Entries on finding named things
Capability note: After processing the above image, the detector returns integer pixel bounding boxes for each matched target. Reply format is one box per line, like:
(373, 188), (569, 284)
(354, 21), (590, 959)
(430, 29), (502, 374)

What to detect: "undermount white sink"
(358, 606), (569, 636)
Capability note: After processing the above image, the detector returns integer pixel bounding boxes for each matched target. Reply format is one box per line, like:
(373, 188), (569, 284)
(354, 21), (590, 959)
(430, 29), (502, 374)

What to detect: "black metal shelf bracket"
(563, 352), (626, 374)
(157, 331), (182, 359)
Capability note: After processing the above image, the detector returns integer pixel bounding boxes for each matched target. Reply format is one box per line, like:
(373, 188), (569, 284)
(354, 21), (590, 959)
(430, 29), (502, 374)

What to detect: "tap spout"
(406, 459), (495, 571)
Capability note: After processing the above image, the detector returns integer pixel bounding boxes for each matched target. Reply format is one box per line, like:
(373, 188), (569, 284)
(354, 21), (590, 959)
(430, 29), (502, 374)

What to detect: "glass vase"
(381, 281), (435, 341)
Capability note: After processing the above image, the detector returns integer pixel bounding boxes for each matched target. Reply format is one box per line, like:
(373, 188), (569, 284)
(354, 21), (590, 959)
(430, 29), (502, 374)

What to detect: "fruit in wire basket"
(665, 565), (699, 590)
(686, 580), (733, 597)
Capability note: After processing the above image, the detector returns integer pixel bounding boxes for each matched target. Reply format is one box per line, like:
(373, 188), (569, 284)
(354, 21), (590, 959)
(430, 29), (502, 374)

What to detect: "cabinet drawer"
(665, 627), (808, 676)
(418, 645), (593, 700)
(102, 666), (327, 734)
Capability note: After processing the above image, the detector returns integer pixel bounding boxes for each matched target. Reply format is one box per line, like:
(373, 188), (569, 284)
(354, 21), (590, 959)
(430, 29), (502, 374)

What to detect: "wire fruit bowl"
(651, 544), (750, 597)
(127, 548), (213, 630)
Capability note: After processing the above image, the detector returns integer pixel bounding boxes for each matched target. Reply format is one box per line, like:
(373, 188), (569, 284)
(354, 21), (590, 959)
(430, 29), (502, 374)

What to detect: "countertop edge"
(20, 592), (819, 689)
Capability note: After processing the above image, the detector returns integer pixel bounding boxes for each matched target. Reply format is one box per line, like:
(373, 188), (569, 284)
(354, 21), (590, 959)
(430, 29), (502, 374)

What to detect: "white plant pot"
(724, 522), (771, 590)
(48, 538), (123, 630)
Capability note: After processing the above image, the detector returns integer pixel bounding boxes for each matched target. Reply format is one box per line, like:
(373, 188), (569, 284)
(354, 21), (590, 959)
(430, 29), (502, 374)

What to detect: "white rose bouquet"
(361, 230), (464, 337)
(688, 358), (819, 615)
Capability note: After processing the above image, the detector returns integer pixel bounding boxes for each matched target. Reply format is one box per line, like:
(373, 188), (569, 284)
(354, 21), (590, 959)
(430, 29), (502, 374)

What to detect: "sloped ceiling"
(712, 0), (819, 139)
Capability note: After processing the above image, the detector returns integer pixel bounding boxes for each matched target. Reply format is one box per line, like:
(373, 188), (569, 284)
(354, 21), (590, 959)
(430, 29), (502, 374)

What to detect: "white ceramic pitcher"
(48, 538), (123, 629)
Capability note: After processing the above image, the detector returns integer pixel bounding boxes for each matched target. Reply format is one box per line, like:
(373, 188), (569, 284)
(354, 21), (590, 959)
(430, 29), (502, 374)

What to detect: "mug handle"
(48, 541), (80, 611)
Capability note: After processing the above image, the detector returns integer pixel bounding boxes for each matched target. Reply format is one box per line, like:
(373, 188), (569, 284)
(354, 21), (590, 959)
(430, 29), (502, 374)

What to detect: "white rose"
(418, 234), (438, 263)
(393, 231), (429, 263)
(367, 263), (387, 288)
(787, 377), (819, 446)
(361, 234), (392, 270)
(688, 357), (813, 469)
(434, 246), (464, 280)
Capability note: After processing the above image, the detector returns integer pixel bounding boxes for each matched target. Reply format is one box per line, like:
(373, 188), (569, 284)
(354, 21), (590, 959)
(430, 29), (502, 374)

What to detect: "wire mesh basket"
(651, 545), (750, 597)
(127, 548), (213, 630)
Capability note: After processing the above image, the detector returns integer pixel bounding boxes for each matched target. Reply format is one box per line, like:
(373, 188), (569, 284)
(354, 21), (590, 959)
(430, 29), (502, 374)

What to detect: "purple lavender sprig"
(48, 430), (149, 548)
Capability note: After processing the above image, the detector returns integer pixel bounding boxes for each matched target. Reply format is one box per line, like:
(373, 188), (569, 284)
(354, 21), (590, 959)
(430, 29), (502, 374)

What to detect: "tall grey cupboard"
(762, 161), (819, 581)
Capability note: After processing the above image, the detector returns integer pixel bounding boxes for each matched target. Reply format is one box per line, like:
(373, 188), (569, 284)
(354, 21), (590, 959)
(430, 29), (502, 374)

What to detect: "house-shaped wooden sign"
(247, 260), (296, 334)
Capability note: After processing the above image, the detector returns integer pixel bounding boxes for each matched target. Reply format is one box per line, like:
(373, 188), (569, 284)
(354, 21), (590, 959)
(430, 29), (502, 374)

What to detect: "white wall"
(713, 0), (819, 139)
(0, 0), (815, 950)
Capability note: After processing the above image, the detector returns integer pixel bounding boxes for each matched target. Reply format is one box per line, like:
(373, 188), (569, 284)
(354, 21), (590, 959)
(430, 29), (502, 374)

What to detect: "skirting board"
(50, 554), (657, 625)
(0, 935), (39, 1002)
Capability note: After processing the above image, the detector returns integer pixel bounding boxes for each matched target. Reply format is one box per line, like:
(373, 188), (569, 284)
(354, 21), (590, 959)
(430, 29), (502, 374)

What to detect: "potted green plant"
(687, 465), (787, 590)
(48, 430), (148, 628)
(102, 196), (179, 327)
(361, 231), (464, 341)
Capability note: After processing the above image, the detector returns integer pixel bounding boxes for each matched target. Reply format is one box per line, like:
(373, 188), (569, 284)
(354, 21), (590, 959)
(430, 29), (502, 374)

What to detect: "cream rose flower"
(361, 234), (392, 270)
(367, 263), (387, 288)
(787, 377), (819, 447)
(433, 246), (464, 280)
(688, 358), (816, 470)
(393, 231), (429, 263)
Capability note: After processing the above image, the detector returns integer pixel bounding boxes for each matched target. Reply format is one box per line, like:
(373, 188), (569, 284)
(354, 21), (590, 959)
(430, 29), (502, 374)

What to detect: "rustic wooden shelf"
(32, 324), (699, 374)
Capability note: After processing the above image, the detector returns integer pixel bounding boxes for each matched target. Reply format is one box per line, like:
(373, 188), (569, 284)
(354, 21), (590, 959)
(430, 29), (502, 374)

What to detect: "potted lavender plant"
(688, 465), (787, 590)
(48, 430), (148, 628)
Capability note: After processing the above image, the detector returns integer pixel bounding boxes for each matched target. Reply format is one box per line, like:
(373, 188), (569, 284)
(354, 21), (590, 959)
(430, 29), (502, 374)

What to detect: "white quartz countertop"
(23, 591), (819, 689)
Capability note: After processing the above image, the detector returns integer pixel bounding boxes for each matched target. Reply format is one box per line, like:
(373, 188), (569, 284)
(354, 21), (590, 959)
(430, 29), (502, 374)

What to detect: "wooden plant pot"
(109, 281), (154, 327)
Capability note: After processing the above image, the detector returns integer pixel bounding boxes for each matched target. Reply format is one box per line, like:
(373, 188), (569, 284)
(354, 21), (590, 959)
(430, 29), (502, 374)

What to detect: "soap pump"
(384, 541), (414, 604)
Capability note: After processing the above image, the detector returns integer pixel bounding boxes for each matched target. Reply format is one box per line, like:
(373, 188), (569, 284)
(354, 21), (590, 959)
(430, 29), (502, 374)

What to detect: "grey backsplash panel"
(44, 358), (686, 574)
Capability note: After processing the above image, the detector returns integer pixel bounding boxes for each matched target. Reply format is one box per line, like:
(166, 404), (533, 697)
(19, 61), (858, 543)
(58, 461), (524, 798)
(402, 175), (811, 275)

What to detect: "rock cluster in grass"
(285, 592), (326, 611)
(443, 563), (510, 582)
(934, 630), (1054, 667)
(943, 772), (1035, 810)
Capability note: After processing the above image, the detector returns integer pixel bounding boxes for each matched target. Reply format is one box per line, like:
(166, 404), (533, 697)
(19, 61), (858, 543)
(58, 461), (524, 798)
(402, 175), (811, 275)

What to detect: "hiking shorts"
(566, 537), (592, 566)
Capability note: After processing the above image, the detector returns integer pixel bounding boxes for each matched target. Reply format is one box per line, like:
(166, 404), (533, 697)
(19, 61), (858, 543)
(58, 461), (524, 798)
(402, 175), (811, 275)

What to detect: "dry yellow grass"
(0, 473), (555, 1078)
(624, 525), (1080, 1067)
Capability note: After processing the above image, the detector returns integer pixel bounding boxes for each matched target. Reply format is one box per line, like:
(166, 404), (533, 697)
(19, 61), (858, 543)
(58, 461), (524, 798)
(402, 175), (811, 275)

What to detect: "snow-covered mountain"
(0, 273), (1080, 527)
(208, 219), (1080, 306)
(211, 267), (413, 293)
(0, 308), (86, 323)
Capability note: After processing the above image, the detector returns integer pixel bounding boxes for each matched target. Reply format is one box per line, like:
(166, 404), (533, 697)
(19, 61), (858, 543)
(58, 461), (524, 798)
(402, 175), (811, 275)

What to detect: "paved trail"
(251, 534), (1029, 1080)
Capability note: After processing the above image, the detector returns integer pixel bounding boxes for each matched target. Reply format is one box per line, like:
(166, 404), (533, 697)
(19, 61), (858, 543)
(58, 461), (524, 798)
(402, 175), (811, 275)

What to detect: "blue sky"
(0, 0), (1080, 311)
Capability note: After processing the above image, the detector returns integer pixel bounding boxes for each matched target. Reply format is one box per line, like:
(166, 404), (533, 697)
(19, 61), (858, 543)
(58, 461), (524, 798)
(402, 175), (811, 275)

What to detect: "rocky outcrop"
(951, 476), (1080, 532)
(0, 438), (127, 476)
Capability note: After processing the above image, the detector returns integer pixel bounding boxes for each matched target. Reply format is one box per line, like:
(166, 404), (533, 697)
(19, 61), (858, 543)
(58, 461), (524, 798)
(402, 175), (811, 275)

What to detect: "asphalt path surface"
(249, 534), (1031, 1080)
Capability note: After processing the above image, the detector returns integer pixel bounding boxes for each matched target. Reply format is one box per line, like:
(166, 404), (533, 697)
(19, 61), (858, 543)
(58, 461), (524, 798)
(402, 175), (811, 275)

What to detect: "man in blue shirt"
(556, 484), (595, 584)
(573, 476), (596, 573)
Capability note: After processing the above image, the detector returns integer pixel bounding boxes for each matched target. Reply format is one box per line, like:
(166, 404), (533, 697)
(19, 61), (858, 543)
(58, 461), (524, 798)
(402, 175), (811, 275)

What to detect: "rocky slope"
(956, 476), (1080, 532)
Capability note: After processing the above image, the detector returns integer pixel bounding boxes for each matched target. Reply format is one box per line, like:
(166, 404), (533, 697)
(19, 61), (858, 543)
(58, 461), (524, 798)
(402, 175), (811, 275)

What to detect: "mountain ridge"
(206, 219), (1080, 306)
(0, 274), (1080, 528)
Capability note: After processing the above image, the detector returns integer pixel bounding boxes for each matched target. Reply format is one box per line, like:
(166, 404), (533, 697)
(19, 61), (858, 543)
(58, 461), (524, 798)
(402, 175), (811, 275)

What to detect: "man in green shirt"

• **EXERCISE DIRECTIONS**: Copy the entries above word for word, starting at the very first line and ending at the line that contains "(102, 666), (327, 734)", with that line included.

• **ANSWER FOR THE TASK**:
Capability note: After processing the above image, the detector returns integer pixel bounding boxes for each matched target. Reply format is one box per line, like:
(373, 188), (569, 284)
(354, 21), (590, 959)
(430, 29), (502, 374)

What to detect: "undermount white sink"
(358, 606), (569, 636)
Capability note: After processing the above image, the detector returns integer pixel bounding boxes for each matched target. Reply format is one box per line, like:
(373, 188), (569, 284)
(354, 21), (590, 959)
(430, 29), (502, 374)

What to detect: "black metal shelf bracket"
(563, 352), (626, 374)
(157, 331), (182, 359)
Capability note: After processing the above image, the detector returns integer pixel bounding boxes for each matched target. Reply format is one box per line, like:
(373, 188), (569, 284)
(354, 21), (590, 959)
(430, 29), (502, 374)

What to detect: "tap spout"
(406, 459), (495, 571)
Capability note: After processing the above image, the detector returns integer pixel bounding boxes for each matched target. Reply format is one box per line, like:
(373, 188), (569, 284)
(354, 21), (590, 959)
(430, 29), (502, 374)

What to detect: "glass vase"
(381, 281), (435, 341)
Capability note: After processing the above image, the detector returns integer pixel bounding boxes for each matched target. Reply format is one box per line, like:
(373, 188), (569, 284)
(354, 21), (590, 959)
(430, 29), (502, 374)

What to detect: "fruit in wire basket"
(665, 565), (699, 590)
(686, 580), (733, 597)
Capability note: After processing the above image, the detector returns integer pixel bounding boxes for each matched target. Reply format is one box per line, like:
(373, 188), (569, 284)
(354, 21), (590, 959)
(430, 29), (502, 374)

What to detect: "cabinet drawer"
(665, 627), (808, 676)
(418, 645), (593, 700)
(102, 666), (327, 734)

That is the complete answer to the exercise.